[Dataset rows on where objects appear]
——————————
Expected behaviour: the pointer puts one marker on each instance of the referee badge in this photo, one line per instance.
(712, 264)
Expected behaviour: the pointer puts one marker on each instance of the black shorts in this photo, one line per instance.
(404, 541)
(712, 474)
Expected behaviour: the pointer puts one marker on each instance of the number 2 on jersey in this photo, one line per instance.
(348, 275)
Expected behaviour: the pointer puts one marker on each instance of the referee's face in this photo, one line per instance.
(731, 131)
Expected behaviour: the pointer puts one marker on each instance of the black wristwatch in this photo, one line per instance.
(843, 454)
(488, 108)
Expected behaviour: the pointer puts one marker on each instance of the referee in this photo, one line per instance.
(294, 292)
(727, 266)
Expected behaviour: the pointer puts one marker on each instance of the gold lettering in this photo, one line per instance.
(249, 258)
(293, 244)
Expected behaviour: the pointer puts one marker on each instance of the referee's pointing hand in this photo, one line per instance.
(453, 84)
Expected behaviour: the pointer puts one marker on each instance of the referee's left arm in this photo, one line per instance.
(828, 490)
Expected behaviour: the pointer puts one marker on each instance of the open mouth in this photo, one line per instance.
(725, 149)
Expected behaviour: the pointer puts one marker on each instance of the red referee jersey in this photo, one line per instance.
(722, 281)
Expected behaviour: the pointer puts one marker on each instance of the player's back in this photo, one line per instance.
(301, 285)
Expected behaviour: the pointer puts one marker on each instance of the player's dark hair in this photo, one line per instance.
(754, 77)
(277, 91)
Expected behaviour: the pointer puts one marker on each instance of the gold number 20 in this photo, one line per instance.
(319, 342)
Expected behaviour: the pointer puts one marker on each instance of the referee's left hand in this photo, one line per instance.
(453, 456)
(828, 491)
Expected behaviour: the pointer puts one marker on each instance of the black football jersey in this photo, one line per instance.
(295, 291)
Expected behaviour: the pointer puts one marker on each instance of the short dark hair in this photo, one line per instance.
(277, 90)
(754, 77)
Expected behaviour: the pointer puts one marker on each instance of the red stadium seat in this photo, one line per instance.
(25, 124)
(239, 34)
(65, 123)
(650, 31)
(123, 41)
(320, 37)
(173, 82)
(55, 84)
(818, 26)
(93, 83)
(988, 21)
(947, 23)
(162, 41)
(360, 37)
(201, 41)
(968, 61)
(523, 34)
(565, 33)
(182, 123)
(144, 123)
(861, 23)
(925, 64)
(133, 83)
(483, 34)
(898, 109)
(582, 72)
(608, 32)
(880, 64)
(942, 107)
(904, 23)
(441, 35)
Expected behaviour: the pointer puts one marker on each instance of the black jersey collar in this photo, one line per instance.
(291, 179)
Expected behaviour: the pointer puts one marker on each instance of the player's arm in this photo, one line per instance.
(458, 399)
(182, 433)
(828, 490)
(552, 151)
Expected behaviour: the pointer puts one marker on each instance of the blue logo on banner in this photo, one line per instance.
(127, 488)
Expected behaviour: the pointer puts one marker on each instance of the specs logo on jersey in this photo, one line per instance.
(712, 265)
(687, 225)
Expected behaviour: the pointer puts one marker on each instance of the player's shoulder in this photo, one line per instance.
——————————
Exercise. Rewrite all of the entries above, replacing "one line per instance" with "one line for each instance" wherever it occurs and keeping everything else the same.

Correct output.
Expected behaviour: the pointer puts one marker on each instance of the referee badge in this photo, one line for each instance.
(712, 264)
Expected behaviour: the pointer puts one marker on each instance of the black shorts in this photo, one line for each instance.
(404, 541)
(712, 474)
Expected behaviour: the pointer puts one marker on each instance of the number 2 on jersey in this photo, one line for each instance.
(348, 275)
Expected behaviour: the pointer puts one marker on each instance of the referee's face in this photo, one line for each instance.
(731, 131)
Expected behaviour: the pointer puts one marker on each instance of the black wristwatch in this photo, one line for each instance.
(843, 454)
(488, 108)
Expected behaviour: the pointer puts one marker on each instance of the referee in this photo, one line for each instance.
(294, 292)
(727, 266)
Expected behaviour: the pointer puts one marker on each instance of the gold lettering in this photo, one line for each instance.
(249, 258)
(293, 244)
Expected behaviour: the pointer puts one marker on each instance of the referee's pointing hand in this photo, one line for each instance.
(453, 84)
Expected behaviour: the pointer puts one marker on each instance of the referee's left arm in this photo, one line for each instance.
(828, 490)
Expected behaviour: the pointer puts one marker on each instance of the open mouth in this photo, one line for each instance.
(725, 149)
Expected behaviour: the pointer puts one marker on each instance of the red referee jersey in this photo, one line for each instance.
(722, 281)
Expected behaviour: the pointer puts one marker on each instance of the player's back in this photo, one line for each instance.
(301, 285)
Expected behaviour: the pointer puts one marker on each instance of the player's dark hair in this photo, one line for each instance.
(754, 77)
(277, 91)
Expected behaviour: the pointer puts one marker on each instance of the gold number 20 in this photo, one line for each instance.
(319, 342)
Expected behaviour: the pointer puts one marker on each instance of the referee's left hand in this photo, one line for each instance.
(453, 456)
(828, 491)
Expected behaviour: the pointer puts one marker on each instance of the black football jersey in this photo, one line for each instance.
(295, 291)
Expected behaviour: the pointer puts one marker on each instance of the short dark hair in this photo, one line for each instance.
(277, 90)
(754, 77)
Expected behaviour: the pointer puts one marker on each instance of the red stadium seat in this photo, one line for each instance.
(25, 124)
(239, 34)
(65, 123)
(650, 31)
(123, 41)
(320, 37)
(173, 82)
(55, 84)
(818, 26)
(93, 83)
(988, 21)
(947, 23)
(162, 41)
(360, 37)
(201, 41)
(968, 61)
(523, 34)
(565, 33)
(182, 123)
(144, 123)
(861, 23)
(925, 64)
(133, 83)
(483, 34)
(898, 109)
(582, 72)
(608, 32)
(880, 64)
(942, 107)
(904, 23)
(441, 35)
Expected behaviour: the pointer puts one marker on each instance of the black jersey collar in this photo, one line for each instance.
(291, 179)
Expected behaviour: the pointer puts one marker on each instance of the player's arm in this photo, one line for each instance.
(458, 399)
(182, 433)
(828, 490)
(552, 151)
Expected behaviour: the pointer puts one marker on each instance of the blue logo on banner in this photo, one line for each instance.
(127, 488)
Expected behaviour: the pointer puts one marker on each instance of the specs logo on jersey in this photo, one line for each instance.
(712, 265)
(687, 225)
Expected behaviour: the pointer puts one marker on each instance of the player's shoulder in this photo, one line for each instance.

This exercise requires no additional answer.